++++ Records shown

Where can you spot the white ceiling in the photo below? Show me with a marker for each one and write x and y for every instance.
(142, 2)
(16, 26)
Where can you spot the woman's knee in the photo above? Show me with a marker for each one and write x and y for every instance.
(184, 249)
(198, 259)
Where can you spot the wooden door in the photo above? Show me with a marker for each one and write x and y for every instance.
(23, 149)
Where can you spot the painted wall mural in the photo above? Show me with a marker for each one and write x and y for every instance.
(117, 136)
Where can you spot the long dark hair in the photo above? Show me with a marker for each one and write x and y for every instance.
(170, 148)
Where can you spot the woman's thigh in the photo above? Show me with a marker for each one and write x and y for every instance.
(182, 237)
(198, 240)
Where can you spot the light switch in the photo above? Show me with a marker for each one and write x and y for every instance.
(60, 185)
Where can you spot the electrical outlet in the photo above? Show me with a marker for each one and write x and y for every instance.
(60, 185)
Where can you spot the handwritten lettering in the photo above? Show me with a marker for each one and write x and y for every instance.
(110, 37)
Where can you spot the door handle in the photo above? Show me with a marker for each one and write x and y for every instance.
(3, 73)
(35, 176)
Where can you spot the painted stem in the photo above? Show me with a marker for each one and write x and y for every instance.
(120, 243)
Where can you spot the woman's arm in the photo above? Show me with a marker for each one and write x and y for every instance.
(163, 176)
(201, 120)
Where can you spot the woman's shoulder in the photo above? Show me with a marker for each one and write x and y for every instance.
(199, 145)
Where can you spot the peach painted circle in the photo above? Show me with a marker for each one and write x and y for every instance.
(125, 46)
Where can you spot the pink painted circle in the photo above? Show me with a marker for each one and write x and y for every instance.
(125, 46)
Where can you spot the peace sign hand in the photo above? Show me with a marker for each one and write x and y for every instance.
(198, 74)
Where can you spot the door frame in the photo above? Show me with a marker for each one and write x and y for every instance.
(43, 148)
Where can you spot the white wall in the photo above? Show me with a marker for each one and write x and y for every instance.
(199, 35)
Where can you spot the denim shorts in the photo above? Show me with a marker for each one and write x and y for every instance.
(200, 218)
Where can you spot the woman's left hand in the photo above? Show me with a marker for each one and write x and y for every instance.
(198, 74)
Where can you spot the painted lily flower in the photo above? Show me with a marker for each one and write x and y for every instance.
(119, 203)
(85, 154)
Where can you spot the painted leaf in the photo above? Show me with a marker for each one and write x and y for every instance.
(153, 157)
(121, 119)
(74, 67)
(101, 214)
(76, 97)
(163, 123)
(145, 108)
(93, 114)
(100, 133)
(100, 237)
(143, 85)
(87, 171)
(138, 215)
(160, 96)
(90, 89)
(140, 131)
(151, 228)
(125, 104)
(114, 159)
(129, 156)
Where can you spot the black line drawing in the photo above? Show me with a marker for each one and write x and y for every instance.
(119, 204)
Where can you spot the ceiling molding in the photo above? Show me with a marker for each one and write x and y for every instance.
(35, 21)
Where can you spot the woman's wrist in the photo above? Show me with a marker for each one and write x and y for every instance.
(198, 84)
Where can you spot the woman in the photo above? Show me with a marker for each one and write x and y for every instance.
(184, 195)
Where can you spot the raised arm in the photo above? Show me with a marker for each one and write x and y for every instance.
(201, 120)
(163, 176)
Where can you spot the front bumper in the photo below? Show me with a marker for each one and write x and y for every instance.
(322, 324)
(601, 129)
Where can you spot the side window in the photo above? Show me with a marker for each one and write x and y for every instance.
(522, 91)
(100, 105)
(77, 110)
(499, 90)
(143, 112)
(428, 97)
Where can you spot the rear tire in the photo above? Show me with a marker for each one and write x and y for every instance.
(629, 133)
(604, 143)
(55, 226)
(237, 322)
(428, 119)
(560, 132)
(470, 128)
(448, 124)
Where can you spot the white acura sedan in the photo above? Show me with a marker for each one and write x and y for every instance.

++++++++

Reproduce every line above without error.

* Completed task:
Where can you spot the white ceiling in the photo below? Show me with a marker for each one and write x and y for every instance.
(142, 2)
(16, 26)
Where can you spot the woman's knee in the photo above? Show me with a marker for each one and write x and y for every instance.
(184, 249)
(198, 259)
Where can you spot the wooden door in the photo above? Show me with a marker for each one and write x and y for every instance.
(23, 149)
Where can you spot the painted wall mural in the photo above? Show me with a marker for each one and write x and y for every instance.
(117, 136)
Where can you spot the long dark hair in the photo above? Show me with a marker for each one and write x and y for every instance.
(170, 148)
Where can you spot the woman's thigh in the photo above? Show me with a marker for each one and write x and y for every instance.
(182, 237)
(198, 240)
Where can you spot the light switch in the photo above? Show me with a marker for each one and write x and y for every instance.
(60, 185)
Where can you spot the electrical outlet in the photo above? Show me with a marker for each one and write x and y for every instance.
(60, 185)
Where can you spot the handwritten lettering in the photo above? Show me with a marker for each one and write x and y for every instance.
(110, 37)
Where can you spot the door handle in the photo above? Show me with a marker for each one and write x and y for every instance.
(3, 73)
(35, 176)
Where can you spot the painted stem in the photo above? Show me with a marker for each one and write x and y for every instance.
(120, 243)
Where can you spot the woman's arm in the photo above? Show me with a marker for each one and write x and y for every instance.
(163, 176)
(201, 120)
Where can you spot the woman's shoulder in the photo above? Show me with a marker for each one and write x and y for every instance.
(199, 145)
Where can you spot the peach painted circle in the photo above? Show me with a marker for each one and write x and y for every instance.
(125, 46)
Where can you spot the pink painted circle in the photo above? Show me with a marker for each one and write x and y for every instance.
(125, 46)
Where can you spot the peace sign hand in the photo above? Show me with a marker for each one and write x and y for every instance.
(198, 74)
Where can you spot the door frame in the photo above? Show me with a marker for each one and write x and y for every instance.
(43, 148)
Where can you spot the white wall in the photo above? Show me with a marker for each one and write x and y for every instance.
(199, 35)
Where can you spot the denim shorts in the photo above? Show me with a marker for each one and write x and y for every instance.
(200, 218)
Where can you spot the woman's left hand in the photo above? Show me with a marker for each one and write x and y for every instance.
(198, 74)
Where can you spot the painted lily flower in the photo above? Show me with a marker for each one and write x and y for every instance.
(119, 203)
(85, 154)
Where can you spot the painted leaf in the photo above? Show me with a marker for each one and write x and y for every instance.
(153, 157)
(121, 119)
(74, 67)
(101, 214)
(76, 97)
(163, 123)
(145, 108)
(93, 114)
(100, 133)
(100, 237)
(143, 85)
(87, 171)
(138, 215)
(160, 96)
(90, 89)
(140, 131)
(151, 228)
(125, 104)
(114, 159)
(129, 156)
Where can you spot the black line drawing in the photo above? Show me with a marker for each one and write x and y for every instance.
(119, 204)
Where can you spot the ceiling molding in the photo above? Show me with a marker for each one and write x and y for every instance.
(35, 21)
Where can you spot the woman's wrist in the photo above? Show me with a marker for each one and write x and y for every instance.
(198, 84)
Where can you spot the woman in the photo above? Show me with a marker for each one and write x and y for every instance.
(184, 195)
Where can you spot the raised arm in the photo above? Show me with a marker for each one and write x and y for every instance.
(201, 120)
(163, 176)
Where can you spot the front bumper in the photo below? Show me with a marker for each one and write x and y for every instance.
(322, 324)
(601, 129)
Where can you spot the side window in the photo above? Show me with a marker for each one and write x and y for every instance.
(522, 91)
(100, 105)
(77, 110)
(499, 90)
(143, 112)
(428, 97)
Where can you spot the rear tire in the photo above? Show me with a marker for each one and write x and y for every instance.
(629, 133)
(604, 143)
(55, 226)
(237, 322)
(428, 119)
(560, 132)
(470, 128)
(448, 124)
Where can you spot the white acura sedan in the photo above? Show me with a marker for each one and write x and y for every instance.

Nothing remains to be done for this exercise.